** Available data follows **

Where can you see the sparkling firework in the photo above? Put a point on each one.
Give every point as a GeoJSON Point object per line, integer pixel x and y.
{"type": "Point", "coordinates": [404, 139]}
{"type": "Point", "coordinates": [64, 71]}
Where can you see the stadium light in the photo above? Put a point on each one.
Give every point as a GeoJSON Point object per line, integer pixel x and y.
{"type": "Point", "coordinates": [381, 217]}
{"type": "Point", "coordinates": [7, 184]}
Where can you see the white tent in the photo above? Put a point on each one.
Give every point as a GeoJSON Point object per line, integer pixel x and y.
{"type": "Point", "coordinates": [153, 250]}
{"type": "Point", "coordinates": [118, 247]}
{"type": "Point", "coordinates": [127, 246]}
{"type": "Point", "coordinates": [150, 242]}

** End of Available data **
** Available data follows **

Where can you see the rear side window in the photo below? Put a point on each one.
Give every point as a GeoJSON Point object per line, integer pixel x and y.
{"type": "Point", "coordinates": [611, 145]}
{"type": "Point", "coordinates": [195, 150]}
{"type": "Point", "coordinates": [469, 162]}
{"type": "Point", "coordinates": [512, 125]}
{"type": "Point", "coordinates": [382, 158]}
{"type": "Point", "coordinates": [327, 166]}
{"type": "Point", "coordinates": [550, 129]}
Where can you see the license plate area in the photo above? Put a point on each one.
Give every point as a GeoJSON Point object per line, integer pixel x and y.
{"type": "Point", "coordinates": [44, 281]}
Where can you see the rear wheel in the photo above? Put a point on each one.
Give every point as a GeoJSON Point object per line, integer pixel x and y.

** End of Available data **

Filter the records for lines containing the word "rear" and copy each one.

Solution below:
Where can you see the rear side window in the photo below? Put a point on each one.
Where can you see the rear wheel in the photo above? Put a point on each one.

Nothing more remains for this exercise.